Set problem: Copy out the stretch from the line containing "like [214, 148]." through the line containing "Query: brown hen", both ends included, with all rows and their requests, and offset every coordinate in the answer points by -68. Leave the requests and their format samples unchanged.

Data entries:
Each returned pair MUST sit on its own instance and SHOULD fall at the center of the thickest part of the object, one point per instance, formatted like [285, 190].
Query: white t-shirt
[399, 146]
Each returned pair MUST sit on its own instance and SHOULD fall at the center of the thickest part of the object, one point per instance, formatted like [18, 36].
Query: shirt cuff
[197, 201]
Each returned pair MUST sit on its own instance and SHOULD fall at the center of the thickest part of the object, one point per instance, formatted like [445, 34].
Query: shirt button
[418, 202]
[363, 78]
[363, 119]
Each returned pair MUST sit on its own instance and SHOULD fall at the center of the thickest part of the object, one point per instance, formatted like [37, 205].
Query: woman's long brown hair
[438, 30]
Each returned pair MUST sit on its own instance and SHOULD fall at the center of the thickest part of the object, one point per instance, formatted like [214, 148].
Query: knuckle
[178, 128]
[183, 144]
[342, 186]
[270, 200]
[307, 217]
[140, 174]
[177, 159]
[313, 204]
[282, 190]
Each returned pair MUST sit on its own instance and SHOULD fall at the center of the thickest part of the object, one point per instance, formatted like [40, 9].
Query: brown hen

* * *

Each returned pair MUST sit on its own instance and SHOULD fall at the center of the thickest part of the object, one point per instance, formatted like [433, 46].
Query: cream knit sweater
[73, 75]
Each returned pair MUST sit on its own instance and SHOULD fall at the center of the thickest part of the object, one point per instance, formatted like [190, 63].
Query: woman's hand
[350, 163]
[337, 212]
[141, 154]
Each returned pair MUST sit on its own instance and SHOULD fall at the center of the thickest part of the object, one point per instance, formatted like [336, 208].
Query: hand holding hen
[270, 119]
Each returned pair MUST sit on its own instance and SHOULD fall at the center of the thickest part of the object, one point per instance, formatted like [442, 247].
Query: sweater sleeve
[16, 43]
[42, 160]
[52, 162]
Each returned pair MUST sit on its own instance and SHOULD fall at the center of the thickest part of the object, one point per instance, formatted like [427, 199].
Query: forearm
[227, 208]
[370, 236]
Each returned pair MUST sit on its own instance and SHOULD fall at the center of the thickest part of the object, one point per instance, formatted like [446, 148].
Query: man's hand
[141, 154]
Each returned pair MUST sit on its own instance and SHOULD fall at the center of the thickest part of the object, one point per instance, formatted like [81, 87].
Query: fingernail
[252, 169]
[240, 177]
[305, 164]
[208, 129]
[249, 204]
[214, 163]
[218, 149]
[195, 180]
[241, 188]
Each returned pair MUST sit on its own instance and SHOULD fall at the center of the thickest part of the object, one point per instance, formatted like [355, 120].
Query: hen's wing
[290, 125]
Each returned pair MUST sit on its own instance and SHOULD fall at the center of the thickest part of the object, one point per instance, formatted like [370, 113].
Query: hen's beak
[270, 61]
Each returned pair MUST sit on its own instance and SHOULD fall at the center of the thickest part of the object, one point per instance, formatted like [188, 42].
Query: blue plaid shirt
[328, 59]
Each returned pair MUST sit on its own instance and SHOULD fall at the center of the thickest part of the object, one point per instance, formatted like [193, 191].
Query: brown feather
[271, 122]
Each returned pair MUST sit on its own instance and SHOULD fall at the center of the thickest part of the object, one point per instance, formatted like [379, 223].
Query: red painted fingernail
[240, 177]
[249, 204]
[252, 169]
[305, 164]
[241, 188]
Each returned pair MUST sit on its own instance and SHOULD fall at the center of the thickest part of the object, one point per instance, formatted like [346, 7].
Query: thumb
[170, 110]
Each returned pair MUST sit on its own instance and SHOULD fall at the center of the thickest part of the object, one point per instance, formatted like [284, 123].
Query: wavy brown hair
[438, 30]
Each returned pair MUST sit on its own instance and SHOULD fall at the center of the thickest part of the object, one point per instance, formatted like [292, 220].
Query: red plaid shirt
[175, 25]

Completed exercise:
Each returned pair MUST sit on its own instance and SHOULD fall at the center of the thickest part of the object, one point per instance, formatted like [214, 148].
Query: knuckle
[110, 60]
[115, 76]
[274, 118]
[202, 132]
[239, 149]
[72, 106]
[109, 91]
[245, 136]
[214, 122]
Each returned pair MUST sit on its own instance and SHOULD fall at the center of the thickest part of the object, one point per instance, formatted like [40, 9].
Query: brown hen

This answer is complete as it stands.